====== Ausgewählter Textauszug ======
Am Donnerstag habe die CDU-Fraktion getagt und den Grünen ein Angebot für eine sofortige Zusammenarbeit bis zur Kommunalwahl im September unterbreitet – was de facto die Aufkündigung der CDU-SPD-Kooperation zur Folge gehabt hätte. Durchsetzen konnten sich die Vorstandskritiker nicht, die Zerrissenheit zwischen Teilen der Fraktion und Ortsvorstand blieb.
FDP feiert Stein und sich
FDP: Parteichefin Anita Rick-Blunck wurde geradezu mit Lob überschüttet für den eingeschlagenen Weg. „Ich bin seit zehn Jahren wieder richtig stolz in der FDP zu sein“, sagte ein Mann und bekam Beifall. 36 Mitglieder waren ins Kreishaus gekommen, um für die FDP die richtungsweisende Entscheidung zu treffen. Dabei blieb vieles – bis zur Rede von Frank Stein – sehr allgemein. Die Stimmung zwischen den handelnden Personen sei außergewöhnlich: außergewöhnlich gut, außergewöhnlich konstruktiv, außergewöhnlich vertrauensvoll.
FDP-Fraktionschef Jörg Krell: „Das ist auch ein Angebot gegen die Politikverdrossenheit.“ Die Parteivorsitzende Rick-Blunck erklärte, dass der eingeschlagene Weg kein leichter sei. Komme es beispielsweise im Bund zu Neuwahlen, dann müsse man einen Wahlkampf gegen die Grünen führen und gleichzeitig mit den Grünen vor Ort das gemeinsame Projekt verteidigen. „Das ist natürlich ein Spagat.“ Einer, der von höchster Stelle, vom Bundesvorsitzenden Christian Lindner gutgeheißen werde.
======
_Arbeitsanweisungen_
1. Wie viele Mitglieder kamen laut dem Textauszug ins Kreishaus?
2. Gib den Textauszug von „Am Donnerstag habe“ bis einschließlich „und Ortsvorstand blieb.“ wortgetreu aus.
====== Bereitgestelltes Material ======
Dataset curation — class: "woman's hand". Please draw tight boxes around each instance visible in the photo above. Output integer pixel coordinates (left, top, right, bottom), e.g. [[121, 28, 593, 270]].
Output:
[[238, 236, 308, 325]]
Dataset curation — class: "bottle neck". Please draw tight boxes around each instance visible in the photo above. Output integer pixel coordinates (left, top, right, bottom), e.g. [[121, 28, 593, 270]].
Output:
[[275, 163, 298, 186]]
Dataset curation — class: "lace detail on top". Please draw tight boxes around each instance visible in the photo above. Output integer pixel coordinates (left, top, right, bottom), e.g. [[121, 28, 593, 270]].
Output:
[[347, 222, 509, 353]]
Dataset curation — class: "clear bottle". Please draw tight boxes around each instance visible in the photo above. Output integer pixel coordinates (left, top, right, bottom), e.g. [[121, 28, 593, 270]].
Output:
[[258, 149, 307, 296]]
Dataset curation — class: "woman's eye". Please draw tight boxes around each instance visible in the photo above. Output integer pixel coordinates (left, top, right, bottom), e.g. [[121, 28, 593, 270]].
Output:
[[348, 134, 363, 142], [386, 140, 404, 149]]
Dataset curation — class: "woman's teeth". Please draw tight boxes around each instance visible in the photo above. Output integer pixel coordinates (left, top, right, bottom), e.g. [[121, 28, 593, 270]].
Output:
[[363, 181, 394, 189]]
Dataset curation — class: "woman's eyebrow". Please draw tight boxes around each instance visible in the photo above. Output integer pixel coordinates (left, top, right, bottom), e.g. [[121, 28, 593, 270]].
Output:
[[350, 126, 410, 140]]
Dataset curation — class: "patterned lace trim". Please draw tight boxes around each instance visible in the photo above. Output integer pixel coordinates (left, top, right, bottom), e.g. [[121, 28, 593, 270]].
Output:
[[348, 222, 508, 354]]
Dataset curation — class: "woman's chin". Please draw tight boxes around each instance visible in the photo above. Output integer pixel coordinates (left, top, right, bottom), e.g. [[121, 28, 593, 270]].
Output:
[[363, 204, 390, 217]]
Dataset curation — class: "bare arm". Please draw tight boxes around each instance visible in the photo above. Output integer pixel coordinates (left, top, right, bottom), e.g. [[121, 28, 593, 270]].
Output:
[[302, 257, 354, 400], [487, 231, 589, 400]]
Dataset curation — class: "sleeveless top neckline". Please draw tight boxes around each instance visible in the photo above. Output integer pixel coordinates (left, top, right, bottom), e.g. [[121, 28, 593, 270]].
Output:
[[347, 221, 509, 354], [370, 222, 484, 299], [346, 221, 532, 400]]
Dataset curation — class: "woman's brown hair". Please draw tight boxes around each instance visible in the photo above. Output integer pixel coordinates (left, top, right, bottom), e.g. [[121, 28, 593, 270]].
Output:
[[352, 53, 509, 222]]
======
====== Bereitgestelltes Material ======
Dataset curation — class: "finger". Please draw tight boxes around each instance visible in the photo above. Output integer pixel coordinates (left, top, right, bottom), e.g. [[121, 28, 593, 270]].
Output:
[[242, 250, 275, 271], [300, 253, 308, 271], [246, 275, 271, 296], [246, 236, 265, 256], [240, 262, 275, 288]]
======
_Lösungen nach Aufgaben_
1. 36 Mitglieder

2.
Am Donnerstag habe die CDU-Fraktion getagt und den Grünen ein Angebot für eine sofortige Zusammenarbeit bis zur Kommunalwahl im September unterbreitet – was de facto die Aufkündigung der CDU-SPD-Kooperation zur Folge gehabt hätte. Durchsetzen konnten sich die Vorstandskritiker nicht, die Zerrissenheit zwischen Teilen der Fraktion und Ortsvorstand blieb.